The problem | Copy the material below from the line containing "Identify the rocky summit" through its final line, reproducing each line without any change.

Given data |
※ ※ ※

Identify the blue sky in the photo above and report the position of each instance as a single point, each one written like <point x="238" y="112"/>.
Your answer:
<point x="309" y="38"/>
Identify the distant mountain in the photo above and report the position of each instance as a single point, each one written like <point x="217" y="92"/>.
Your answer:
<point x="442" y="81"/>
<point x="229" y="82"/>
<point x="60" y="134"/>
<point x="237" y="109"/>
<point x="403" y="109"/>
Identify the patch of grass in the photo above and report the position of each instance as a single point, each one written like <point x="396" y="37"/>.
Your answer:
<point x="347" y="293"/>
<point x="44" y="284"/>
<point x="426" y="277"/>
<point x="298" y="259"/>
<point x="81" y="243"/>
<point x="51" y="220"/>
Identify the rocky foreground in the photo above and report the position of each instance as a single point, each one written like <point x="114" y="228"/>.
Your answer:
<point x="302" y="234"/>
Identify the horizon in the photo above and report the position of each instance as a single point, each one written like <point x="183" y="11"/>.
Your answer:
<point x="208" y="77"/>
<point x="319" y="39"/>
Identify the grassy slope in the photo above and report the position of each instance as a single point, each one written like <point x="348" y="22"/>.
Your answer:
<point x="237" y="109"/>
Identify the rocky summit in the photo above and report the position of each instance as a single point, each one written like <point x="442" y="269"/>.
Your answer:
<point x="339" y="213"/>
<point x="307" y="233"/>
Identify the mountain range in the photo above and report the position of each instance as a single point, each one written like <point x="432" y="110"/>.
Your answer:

※ ※ ※

Response |
Identify the rocky summit in the photo above and report the position of each instance as a single point, each one written like <point x="442" y="269"/>.
Your answer:
<point x="339" y="213"/>
<point x="307" y="233"/>
Identify the mountain range in the photo above and report the position of each instance as a single point, each one written like <point x="432" y="110"/>.
Your answer:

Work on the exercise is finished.